■ Problem statement
Copy out each line of the data that holds the word "neck".

= = =

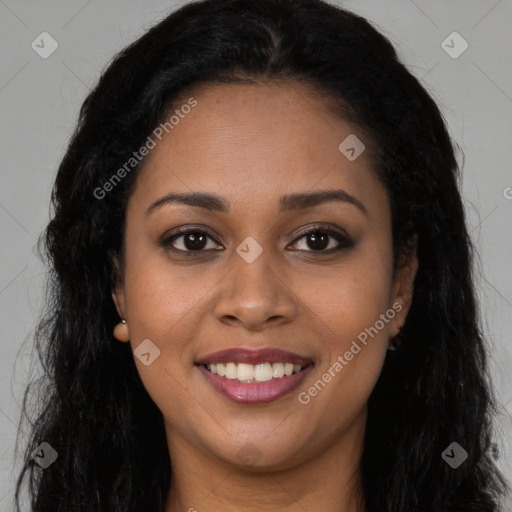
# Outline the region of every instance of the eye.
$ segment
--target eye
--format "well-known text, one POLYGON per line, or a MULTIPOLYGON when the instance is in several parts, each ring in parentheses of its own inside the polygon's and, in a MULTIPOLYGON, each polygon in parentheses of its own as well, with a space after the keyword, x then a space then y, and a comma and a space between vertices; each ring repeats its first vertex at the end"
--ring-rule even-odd
POLYGON ((332 228, 315 227, 299 234, 292 244, 295 250, 306 252, 332 253, 354 245, 350 237, 332 228), (302 243, 302 247, 297 246, 302 243), (305 248, 309 247, 309 249, 305 248))
POLYGON ((161 245, 175 252, 204 252, 204 250, 221 250, 213 236, 202 229, 179 229, 162 240, 161 245))
MULTIPOLYGON (((187 255, 224 249, 209 231, 199 228, 177 229, 170 236, 166 236, 160 244, 173 252, 188 253, 187 255)), ((299 233, 290 247, 292 250, 306 252, 333 253, 353 245, 353 241, 343 231, 315 226, 299 233)))

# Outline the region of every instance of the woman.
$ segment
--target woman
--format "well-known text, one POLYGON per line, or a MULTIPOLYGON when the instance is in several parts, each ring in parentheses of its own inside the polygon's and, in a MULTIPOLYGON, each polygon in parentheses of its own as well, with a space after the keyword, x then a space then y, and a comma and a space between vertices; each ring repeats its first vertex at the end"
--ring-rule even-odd
POLYGON ((364 19, 168 16, 59 168, 17 496, 28 475, 34 512, 496 510, 457 180, 436 104, 364 19))

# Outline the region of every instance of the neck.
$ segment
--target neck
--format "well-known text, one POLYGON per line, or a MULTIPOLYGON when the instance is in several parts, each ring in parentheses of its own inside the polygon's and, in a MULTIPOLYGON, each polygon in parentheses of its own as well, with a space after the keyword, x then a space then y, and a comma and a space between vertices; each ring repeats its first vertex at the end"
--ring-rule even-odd
POLYGON ((240 467, 167 432, 172 482, 165 512, 364 512, 366 415, 314 456, 285 469, 240 467))

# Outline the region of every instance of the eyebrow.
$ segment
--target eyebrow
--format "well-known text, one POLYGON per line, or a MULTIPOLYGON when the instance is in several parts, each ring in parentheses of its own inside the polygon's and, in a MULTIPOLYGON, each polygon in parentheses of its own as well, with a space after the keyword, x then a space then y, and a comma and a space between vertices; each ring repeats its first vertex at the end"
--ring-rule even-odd
MULTIPOLYGON (((365 215, 368 214, 366 207, 361 201, 342 189, 318 190, 315 192, 301 192, 281 196, 279 200, 279 211, 302 210, 330 201, 342 201, 353 204, 365 215)), ((205 210, 221 213, 230 212, 229 203, 218 195, 205 192, 171 192, 152 203, 146 210, 146 217, 162 206, 173 203, 196 206, 198 208, 204 208, 205 210)))
POLYGON ((282 196, 279 201, 280 211, 301 210, 311 208, 330 201, 342 201, 357 206, 365 215, 368 214, 366 207, 359 199, 351 196, 342 189, 318 190, 315 192, 304 192, 282 196))

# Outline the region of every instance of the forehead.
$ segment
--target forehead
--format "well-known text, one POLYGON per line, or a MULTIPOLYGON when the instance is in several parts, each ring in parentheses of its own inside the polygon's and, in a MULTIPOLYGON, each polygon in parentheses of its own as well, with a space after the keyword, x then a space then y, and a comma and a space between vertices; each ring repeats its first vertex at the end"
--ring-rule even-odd
POLYGON ((347 144, 361 150, 362 130, 333 114, 310 87, 202 85, 176 101, 166 119, 171 115, 172 128, 155 138, 137 178, 133 201, 141 206, 171 191, 208 191, 253 207, 287 193, 340 187, 362 202, 386 199, 369 151, 356 159, 344 153, 347 144), (183 108, 190 97, 195 106, 183 108))

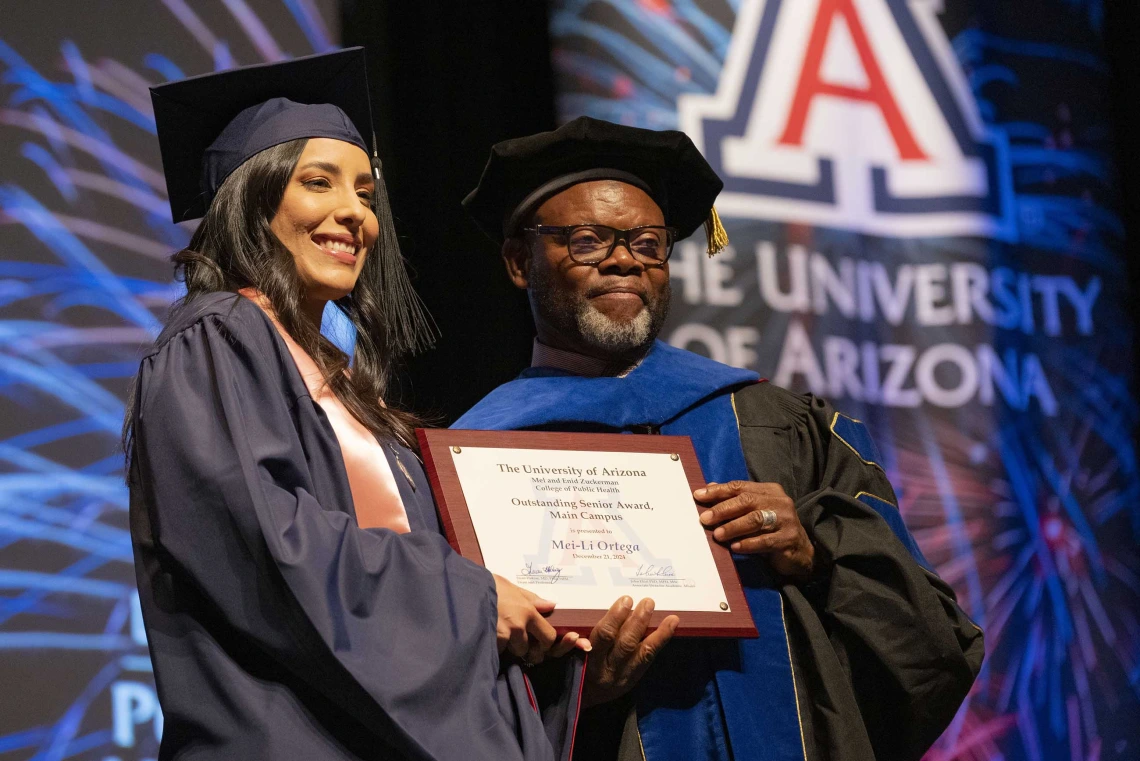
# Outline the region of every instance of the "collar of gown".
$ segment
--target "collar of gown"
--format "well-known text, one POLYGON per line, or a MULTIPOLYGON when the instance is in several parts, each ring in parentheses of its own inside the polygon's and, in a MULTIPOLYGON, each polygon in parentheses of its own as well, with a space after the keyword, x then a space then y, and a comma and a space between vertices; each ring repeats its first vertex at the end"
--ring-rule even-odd
POLYGON ((641 360, 629 365, 624 362, 613 363, 576 351, 556 349, 548 346, 537 338, 534 339, 534 349, 530 354, 531 367, 549 367, 555 370, 564 370, 571 375, 580 375, 583 378, 600 378, 609 376, 624 378, 641 360))
POLYGON ((305 381, 305 388, 309 389, 309 395, 320 405, 332 426, 340 445, 345 475, 348 476, 357 525, 361 528, 389 528, 401 534, 411 531, 408 513, 400 498, 400 487, 380 442, 332 393, 317 363, 277 321, 268 299, 253 288, 242 288, 238 293, 257 304, 277 328, 277 334, 293 357, 297 372, 305 381))
POLYGON ((453 428, 509 430, 594 423, 617 429, 662 425, 725 389, 755 383, 751 370, 729 367, 655 341, 623 377, 585 377, 558 367, 531 367, 488 394, 453 428))

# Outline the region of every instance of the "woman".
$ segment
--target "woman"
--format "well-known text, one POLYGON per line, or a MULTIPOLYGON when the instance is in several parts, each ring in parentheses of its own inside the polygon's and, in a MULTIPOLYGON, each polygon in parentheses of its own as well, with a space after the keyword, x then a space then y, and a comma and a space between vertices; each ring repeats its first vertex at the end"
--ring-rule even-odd
POLYGON ((175 220, 204 212, 125 428, 163 759, 569 756, 580 669, 540 716, 499 653, 576 637, 448 547, 416 421, 381 401, 427 331, 366 93, 359 49, 153 91, 175 220))

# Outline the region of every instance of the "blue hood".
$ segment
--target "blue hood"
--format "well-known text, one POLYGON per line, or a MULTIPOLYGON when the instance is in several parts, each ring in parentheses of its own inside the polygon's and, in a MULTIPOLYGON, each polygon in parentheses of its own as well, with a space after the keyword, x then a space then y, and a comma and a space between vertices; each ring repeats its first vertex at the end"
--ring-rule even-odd
POLYGON ((504 383, 459 418, 452 428, 518 430, 559 423, 612 428, 662 425, 724 389, 760 378, 662 341, 624 378, 583 378, 532 367, 504 383))

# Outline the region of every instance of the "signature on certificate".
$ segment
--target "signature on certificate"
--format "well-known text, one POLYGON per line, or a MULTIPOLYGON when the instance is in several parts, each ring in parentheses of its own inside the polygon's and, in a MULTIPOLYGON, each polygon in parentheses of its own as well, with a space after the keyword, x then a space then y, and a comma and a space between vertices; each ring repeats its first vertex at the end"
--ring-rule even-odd
POLYGON ((534 563, 527 563, 526 567, 522 569, 523 576, 542 576, 543 578, 550 579, 550 583, 558 581, 562 578, 562 568, 556 565, 535 565, 534 563))
POLYGON ((634 576, 675 576, 671 565, 639 565, 634 576))

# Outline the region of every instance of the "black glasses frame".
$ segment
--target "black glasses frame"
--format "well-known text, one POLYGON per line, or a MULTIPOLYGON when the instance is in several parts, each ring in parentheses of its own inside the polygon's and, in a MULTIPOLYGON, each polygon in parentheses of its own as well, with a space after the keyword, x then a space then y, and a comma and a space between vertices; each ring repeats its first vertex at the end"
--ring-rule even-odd
MULTIPOLYGON (((522 230, 523 230, 523 232, 533 233, 535 235, 558 235, 558 236, 562 236, 562 237, 567 238, 566 253, 570 255, 570 260, 572 262, 577 263, 577 264, 592 264, 592 265, 601 264, 606 259, 610 258, 610 256, 614 252, 614 249, 617 248, 618 243, 620 243, 621 241, 625 241, 626 250, 629 251, 630 255, 632 255, 633 258, 636 259, 638 262, 640 262, 641 264, 650 266, 650 267, 660 267, 660 266, 664 265, 665 262, 669 261, 669 257, 673 255, 673 244, 677 242, 677 228, 676 227, 670 227, 668 225, 640 225, 638 227, 630 227, 627 230, 621 230, 617 227, 611 227, 610 225, 599 225, 599 224, 593 224, 593 223, 586 223, 586 224, 581 224, 581 225, 538 225, 536 227, 524 227, 524 228, 522 228, 522 230), (606 253, 601 258, 599 258, 597 261, 583 261, 583 260, 579 259, 578 257, 576 257, 574 255, 574 252, 570 250, 569 238, 573 235, 575 230, 578 230, 581 228, 591 228, 591 229, 599 229, 600 228, 602 230, 609 230, 610 232, 613 233, 614 238, 610 242, 610 247, 608 249, 606 249, 606 253), (630 240, 632 240, 632 236, 636 235, 636 233, 642 232, 643 230, 664 230, 665 231, 665 258, 664 259, 647 258, 645 256, 638 254, 636 251, 633 250, 633 247, 630 246, 629 242, 630 242, 630 240)), ((601 250, 601 249, 599 249, 599 250, 601 250)), ((596 252, 590 255, 591 259, 594 256, 597 256, 596 252)))

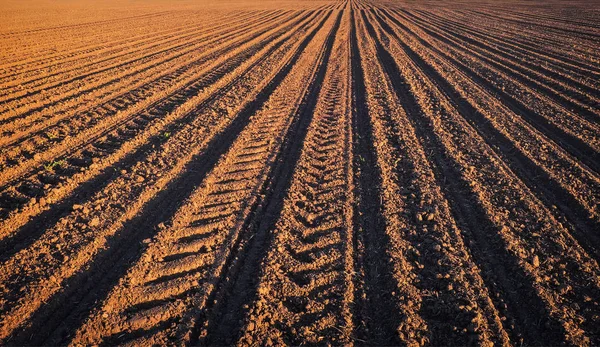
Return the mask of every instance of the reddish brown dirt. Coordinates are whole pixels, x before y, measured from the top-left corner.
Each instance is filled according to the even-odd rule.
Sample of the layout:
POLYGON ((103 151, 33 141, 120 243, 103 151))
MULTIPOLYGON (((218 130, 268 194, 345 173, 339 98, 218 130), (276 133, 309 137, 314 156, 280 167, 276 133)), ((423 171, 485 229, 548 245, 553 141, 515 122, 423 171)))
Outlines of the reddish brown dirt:
POLYGON ((0 344, 600 344, 594 1, 0 9, 0 344))

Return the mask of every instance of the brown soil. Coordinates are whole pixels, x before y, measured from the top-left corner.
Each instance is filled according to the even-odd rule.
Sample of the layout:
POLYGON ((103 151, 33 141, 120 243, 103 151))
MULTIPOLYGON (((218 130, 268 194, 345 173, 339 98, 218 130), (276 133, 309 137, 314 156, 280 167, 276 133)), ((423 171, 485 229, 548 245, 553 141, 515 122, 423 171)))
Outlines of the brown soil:
POLYGON ((0 23, 0 344, 600 344, 596 2, 0 23))

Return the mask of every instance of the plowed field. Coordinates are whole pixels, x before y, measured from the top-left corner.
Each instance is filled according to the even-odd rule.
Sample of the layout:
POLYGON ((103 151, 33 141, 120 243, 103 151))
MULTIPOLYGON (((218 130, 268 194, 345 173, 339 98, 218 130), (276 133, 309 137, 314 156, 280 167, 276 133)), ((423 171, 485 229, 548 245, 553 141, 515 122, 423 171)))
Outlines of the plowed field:
POLYGON ((600 345, 597 1, 0 6, 0 345, 600 345))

= = =

■ Your response
# Outline the region of every instance of the neck.
--target neck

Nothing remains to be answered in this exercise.